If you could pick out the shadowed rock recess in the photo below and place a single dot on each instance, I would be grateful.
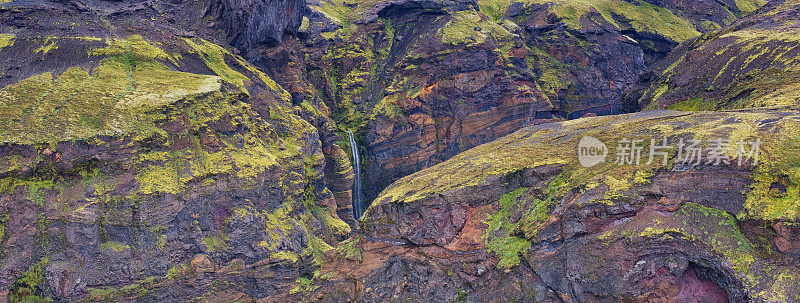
(201, 151)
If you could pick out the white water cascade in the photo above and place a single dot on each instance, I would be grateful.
(358, 207)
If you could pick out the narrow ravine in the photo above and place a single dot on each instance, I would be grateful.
(358, 206)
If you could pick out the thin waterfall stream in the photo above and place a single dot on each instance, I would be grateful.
(358, 206)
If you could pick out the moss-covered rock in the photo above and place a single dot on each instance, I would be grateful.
(747, 64)
(524, 201)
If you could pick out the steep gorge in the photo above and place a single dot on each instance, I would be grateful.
(149, 156)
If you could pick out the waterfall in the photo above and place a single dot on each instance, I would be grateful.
(357, 205)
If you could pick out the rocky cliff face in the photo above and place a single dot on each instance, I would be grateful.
(140, 161)
(150, 156)
(519, 219)
(421, 81)
(747, 64)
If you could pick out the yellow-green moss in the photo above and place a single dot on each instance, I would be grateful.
(215, 58)
(3, 220)
(350, 250)
(115, 246)
(115, 98)
(134, 45)
(47, 45)
(214, 243)
(642, 16)
(31, 286)
(694, 104)
(7, 40)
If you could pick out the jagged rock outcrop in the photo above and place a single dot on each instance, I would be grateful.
(252, 23)
(750, 63)
(421, 81)
(140, 161)
(519, 219)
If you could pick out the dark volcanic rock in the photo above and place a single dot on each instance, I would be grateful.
(252, 23)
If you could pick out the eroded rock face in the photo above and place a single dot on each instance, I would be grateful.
(559, 232)
(144, 162)
(421, 81)
(747, 64)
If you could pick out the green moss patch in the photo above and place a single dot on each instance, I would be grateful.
(642, 16)
(469, 27)
(118, 96)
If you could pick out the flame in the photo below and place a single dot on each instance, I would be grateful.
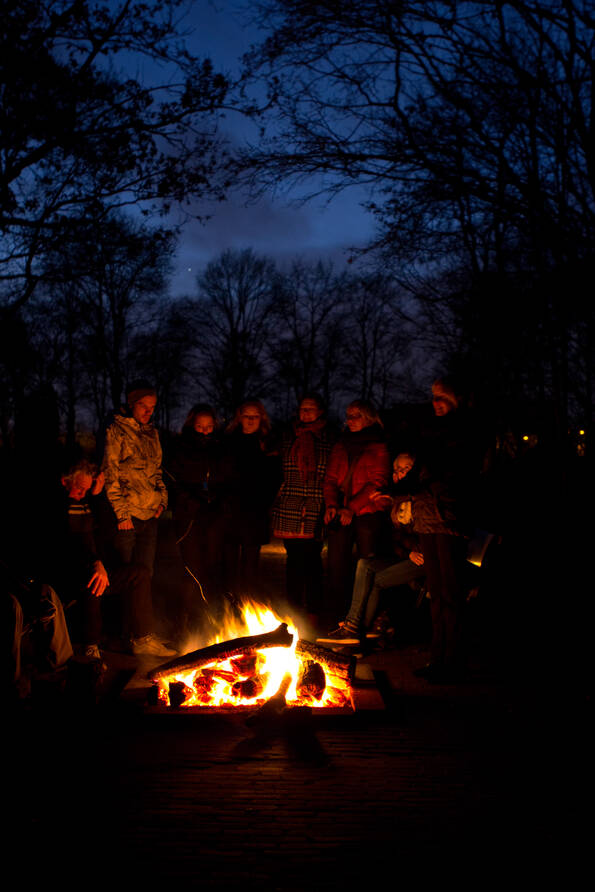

____

-- Exercise goal --
Output the listing above exactly, but leave its pictures behind.

-- Output of the exercise --
If you could pick out the shadowed rock recess in the photo below and place a single dot on each instance, I would be grateful.
(201, 151)
If you could pick out the white water cascade in the photo above and place a single dot on each instance, I would be grateful.
(358, 207)
If you could pick out the narrow ravine in the photo above and place a single dot on each instance, I would be grateful.
(358, 206)
If you could pick out the thin waterfall stream in the photo above and place a single dot on each instance, I would be grateful.
(358, 206)
If you could pick out the moss-covered rock in the photo above and place a single dot on each instance, I would be grateful.
(747, 64)
(524, 201)
If you could pick out the steep gorge in the photo above and place a single dot on each instance, I would be grateful.
(149, 156)
If you could pick out the waterfall in the photo above and place a single dot on each instance, I would be grateful.
(357, 205)
If you could pick out the rocky cliff face in the photo above and place a single dot on each instance, I would be grateful.
(140, 161)
(150, 156)
(519, 219)
(421, 81)
(747, 64)
If you could pick out the yellow-green moss in the photo above and place a single dot on each instance, I would be grateful.
(215, 58)
(3, 220)
(350, 250)
(115, 246)
(115, 98)
(134, 45)
(47, 45)
(214, 243)
(642, 16)
(31, 286)
(694, 104)
(7, 40)
If you could pick out the jagged rock outcrop in the photo above and place a single dot on each instance, I would be grateful.
(252, 23)
(750, 63)
(421, 81)
(140, 161)
(519, 219)
If you could pick out the dark volcanic rock in the photo above and place a single dot on each instance, I would be grateful.
(252, 23)
If you could pick out the eroded rock face in the photo above and place a single dot on each instance, I would be grateful.
(559, 232)
(144, 162)
(421, 81)
(747, 64)
If you could pick out the green moss patch in the photo above and place a single dot on each instance, I would be grateful.
(642, 16)
(469, 27)
(118, 96)
If you could pick out the flame in the photo below and place a single dot on each instance, I would be grateful.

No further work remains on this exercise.